• _WHAT THE TASK ASKS_
Transcribe each line below word for word.

• _SUPPLIED RECORDS_

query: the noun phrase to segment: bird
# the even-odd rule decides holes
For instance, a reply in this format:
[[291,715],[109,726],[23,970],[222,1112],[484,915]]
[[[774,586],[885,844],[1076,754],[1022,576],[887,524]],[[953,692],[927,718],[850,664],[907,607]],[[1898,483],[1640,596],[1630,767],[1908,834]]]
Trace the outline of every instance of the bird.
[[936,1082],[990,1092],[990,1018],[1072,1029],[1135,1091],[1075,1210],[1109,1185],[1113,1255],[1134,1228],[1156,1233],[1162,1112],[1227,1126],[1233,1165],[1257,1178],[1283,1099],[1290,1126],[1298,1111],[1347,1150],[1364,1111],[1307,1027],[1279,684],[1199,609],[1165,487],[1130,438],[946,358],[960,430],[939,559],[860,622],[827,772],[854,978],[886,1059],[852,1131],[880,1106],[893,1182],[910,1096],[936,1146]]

• _WRITTEN ANSWER_
query: the noun phrase to segment: bird
# the even-odd rule decides holes
For instance, a reply in this format:
[[291,715],[109,726],[23,970],[222,1112],[484,915]]
[[[774,586],[885,844],[1076,754],[1022,576],[887,524]],[[953,692],[927,718],[850,664],[907,607]],[[1898,483],[1640,596],[1630,767],[1908,834]]]
Trace the outline of every instance of the bird.
[[936,1082],[990,1092],[990,1018],[1072,1029],[1135,1091],[1075,1210],[1109,1185],[1113,1255],[1134,1228],[1156,1233],[1162,1112],[1227,1126],[1233,1165],[1257,1178],[1283,1099],[1290,1126],[1298,1111],[1347,1150],[1364,1111],[1307,1027],[1279,684],[1199,609],[1165,487],[1130,438],[946,358],[960,430],[939,559],[860,622],[827,772],[854,978],[886,1059],[852,1131],[880,1106],[893,1182],[910,1096],[936,1146]]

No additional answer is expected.